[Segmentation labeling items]
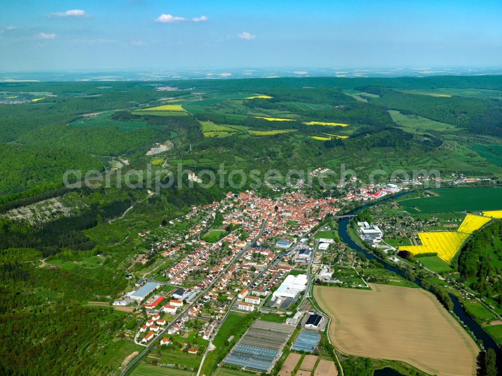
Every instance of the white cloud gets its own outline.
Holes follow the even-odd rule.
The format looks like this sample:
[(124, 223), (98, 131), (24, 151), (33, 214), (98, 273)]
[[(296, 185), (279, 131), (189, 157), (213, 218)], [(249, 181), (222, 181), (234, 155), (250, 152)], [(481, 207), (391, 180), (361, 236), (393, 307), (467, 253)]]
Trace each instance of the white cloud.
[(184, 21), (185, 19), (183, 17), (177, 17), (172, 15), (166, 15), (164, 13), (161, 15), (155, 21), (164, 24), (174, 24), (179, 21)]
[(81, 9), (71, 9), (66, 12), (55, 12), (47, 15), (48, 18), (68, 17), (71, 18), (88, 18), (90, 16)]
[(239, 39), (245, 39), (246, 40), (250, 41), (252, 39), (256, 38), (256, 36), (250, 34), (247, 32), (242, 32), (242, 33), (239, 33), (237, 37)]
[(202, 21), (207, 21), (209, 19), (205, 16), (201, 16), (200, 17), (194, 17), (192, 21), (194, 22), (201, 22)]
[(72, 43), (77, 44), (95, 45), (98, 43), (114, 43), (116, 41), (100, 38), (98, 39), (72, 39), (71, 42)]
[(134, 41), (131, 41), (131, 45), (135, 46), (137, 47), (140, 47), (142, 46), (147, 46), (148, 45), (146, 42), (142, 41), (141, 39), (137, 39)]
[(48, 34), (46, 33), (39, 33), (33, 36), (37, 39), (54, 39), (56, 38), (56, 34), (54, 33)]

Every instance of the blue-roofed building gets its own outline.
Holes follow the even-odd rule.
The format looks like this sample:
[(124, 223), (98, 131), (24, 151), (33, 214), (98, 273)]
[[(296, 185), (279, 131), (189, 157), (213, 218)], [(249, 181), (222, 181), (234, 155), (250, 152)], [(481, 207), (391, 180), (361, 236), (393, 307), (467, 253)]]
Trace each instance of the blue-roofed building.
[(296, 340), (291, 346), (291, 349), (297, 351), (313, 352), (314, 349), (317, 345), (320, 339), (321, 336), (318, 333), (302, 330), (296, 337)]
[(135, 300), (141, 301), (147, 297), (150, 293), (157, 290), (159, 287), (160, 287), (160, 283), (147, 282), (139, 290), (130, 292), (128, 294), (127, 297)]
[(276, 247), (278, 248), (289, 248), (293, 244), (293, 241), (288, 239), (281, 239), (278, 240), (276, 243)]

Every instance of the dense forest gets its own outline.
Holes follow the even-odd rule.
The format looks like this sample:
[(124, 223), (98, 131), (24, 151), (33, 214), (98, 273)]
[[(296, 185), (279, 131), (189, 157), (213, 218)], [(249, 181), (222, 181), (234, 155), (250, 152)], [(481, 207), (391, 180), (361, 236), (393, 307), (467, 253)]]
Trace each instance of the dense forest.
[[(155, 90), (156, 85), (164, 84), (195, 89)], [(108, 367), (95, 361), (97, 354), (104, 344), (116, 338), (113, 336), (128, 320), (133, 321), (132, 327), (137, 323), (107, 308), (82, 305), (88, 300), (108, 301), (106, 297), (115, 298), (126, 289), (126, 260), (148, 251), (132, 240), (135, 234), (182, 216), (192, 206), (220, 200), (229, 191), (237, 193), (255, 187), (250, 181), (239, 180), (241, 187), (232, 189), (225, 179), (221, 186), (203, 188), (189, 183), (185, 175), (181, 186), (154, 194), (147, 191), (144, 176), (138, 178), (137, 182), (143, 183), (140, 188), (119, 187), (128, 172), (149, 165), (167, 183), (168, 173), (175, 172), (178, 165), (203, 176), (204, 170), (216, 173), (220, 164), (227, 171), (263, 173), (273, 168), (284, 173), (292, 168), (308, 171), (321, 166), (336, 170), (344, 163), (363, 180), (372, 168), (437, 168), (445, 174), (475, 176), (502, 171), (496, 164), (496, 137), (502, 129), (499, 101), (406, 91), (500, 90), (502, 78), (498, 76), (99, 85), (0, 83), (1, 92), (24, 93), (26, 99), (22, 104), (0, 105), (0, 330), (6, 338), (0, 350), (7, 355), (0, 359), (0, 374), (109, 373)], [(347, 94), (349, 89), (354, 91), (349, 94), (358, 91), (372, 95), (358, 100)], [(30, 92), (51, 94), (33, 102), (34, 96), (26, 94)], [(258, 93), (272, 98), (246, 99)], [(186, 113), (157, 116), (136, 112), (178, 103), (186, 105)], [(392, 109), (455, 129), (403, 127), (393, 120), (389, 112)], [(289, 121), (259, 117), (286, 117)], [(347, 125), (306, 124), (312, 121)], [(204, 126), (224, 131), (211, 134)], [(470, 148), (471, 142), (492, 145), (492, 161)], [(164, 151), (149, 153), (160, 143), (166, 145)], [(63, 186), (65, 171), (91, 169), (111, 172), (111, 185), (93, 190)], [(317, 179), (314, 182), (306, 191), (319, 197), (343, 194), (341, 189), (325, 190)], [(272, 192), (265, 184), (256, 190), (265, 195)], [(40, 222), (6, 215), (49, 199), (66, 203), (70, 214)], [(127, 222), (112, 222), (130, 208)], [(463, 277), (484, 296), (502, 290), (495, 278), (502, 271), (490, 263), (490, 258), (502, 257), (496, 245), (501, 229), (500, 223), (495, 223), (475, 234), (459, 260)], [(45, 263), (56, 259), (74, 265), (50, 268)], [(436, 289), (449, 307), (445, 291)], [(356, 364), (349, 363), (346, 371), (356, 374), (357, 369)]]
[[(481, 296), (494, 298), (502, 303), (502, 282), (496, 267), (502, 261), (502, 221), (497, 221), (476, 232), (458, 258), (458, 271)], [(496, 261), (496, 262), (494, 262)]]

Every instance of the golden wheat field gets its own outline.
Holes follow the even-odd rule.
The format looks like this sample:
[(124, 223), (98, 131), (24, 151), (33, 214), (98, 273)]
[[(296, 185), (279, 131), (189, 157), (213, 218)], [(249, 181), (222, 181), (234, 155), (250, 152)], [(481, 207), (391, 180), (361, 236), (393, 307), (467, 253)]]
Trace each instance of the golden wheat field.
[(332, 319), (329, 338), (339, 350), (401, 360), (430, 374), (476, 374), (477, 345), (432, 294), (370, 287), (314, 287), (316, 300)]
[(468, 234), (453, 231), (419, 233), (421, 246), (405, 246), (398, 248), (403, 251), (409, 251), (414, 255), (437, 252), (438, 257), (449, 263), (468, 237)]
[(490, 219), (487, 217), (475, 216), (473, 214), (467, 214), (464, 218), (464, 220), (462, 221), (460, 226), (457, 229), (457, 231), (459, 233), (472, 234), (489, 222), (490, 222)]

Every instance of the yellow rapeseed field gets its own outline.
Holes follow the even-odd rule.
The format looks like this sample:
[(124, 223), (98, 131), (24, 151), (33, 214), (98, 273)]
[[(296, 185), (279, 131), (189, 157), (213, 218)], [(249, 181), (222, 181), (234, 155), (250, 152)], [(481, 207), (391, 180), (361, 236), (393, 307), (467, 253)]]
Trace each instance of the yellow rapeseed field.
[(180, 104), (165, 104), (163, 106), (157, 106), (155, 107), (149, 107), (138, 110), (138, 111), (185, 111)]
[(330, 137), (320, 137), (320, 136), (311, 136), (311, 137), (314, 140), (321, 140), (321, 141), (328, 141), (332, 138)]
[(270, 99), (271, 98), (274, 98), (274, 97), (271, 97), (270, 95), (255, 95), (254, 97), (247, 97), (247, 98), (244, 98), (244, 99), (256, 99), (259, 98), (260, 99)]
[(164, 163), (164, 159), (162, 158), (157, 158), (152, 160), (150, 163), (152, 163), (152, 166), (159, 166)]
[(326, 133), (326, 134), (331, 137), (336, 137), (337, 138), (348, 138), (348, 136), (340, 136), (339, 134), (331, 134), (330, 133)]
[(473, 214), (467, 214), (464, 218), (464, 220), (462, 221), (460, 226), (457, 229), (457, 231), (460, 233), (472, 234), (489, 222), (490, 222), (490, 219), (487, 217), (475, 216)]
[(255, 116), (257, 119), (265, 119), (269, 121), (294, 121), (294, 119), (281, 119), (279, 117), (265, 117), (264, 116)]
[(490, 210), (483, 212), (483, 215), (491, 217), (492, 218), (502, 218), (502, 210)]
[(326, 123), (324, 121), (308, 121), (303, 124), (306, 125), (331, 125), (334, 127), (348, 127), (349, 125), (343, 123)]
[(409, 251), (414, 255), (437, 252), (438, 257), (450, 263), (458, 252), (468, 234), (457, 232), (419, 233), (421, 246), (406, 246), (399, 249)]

Short task = Begin at the line that contains "Every instance of the golden" and stop after the line that contains "222), (490, 222)]". Rewrite those lines, substituting "ripe barley field" for "golden wheat field" and leaving everything else unchanged.

Worked solution =
Every instance of the ripe barley field gets its own outline.
Holes follow the even-odd rule.
The format looks like this sample:
[(124, 223), (98, 131), (24, 151), (33, 214), (98, 273)]
[[(296, 185), (279, 131), (189, 157), (213, 218)], [(249, 181), (222, 181), (234, 155), (250, 152)], [(481, 207), (391, 180), (361, 236), (393, 307), (467, 253)]]
Trace each instance of the ripe barley field.
[(332, 319), (329, 338), (339, 350), (401, 360), (430, 374), (476, 374), (477, 345), (432, 294), (370, 287), (314, 287), (316, 300)]
[(468, 234), (453, 231), (419, 233), (421, 246), (405, 246), (398, 248), (403, 251), (409, 251), (414, 255), (437, 252), (438, 257), (449, 263), (468, 237)]
[(490, 219), (487, 217), (475, 216), (473, 214), (467, 214), (464, 218), (464, 220), (462, 221), (460, 226), (457, 229), (457, 231), (459, 233), (472, 234), (489, 222), (490, 222)]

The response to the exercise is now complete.